• SUPPLIED PASSAGE:
>>
The evening of 911 I was driving across eastern Missouri when I stopped at a fast food store for gas and something to eat. A middle aged woman was alone behind the counter watching TV and tuned to the post-strike news. She said she was worried, and I asked "About what?" Improbable as it might seem, she said that she was worried that "ragheads with AK-47s were going to come across the highway" and get her. I tried to reasure her by pointing out that there was a big ocean between "them" and us, and "they" didn't have much anything in theway of a navy. So, not to worry about ragheads coming across the highway.
In thinking about this woman's worries, as I drove across the rest of Missouri I thought about some of the things Thorstein Veblen had to say about the patriotic animus,
Veblen, Thorstein. 1919, 1945 _The Nature of Peace and the Terms of
its Perpetuation_ Viking Press: New York
"Patriotism is of a contentious complexion, and finds its fullest
expression in no other outlet than warlike enterprise; its highest
and final appeal is for the death, damage, discomfort and destruction
of the part of the second part. p. 33.
"The ideals, needs and aims that so are brought into the patriotic
argument to lend a color of rationality to the patriotic aspiration
in any given case will of course be such ideals, needs and aims
as are currently accepted .... p. 35.
<<
• REQUIRED TASK A:
In the Missouri passage, why did the narrator tell the woman at the counter not to worry?
• REQUIRED TASK B:
The Missouri passage quotes Veblen on the "highest and final appeal" of patriotism. List every outcome it says that appeal is for.
• REQUIRED TASK C:
Reproduce the Missouri passage word for word, starting at "In thinking about" and continuing up to and including "accepted .... p. 35.".

• DATA EXCERPT:
>>
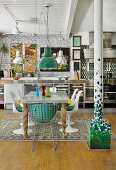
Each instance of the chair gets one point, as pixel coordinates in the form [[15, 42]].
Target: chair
[[18, 110], [69, 129], [43, 114], [71, 106]]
<<
• EXPECTED OUTPUT A:
The narrator said that a big ocean lay between "them" and us, and that "they" had little in the way of a navy. For that reason there was nothing to fear about ragheads coming across the highway.

• EXPECTED OUTPUT B:
- death
- damage
- discomfort
- destruction

• EXPECTED OUTPUT C:
In thinking about this woman's worries, as I drove across the rest of Missouri I thought about some of the things Thorstein Veblen had to say about the patriotic animus,
Veblen, Thorstein. 1919, 1945 _The Nature of Peace and the Terms of
its Perpetuation_ Viking Press: New York
"Patriotism is of a contentious complexion, and finds its fullest
expression in no other outlet than warlike enterprise; its highest
and final appeal is for the death, damage, discomfort and destruction
of the part of the second part. p. 33.
"The ideals, needs and aims that so are brought into the patriotic
argument to lend a color of rationality to the patriotic aspiration
in any given case will of course be such ideals, needs and aims
as are currently accepted .... p. 35.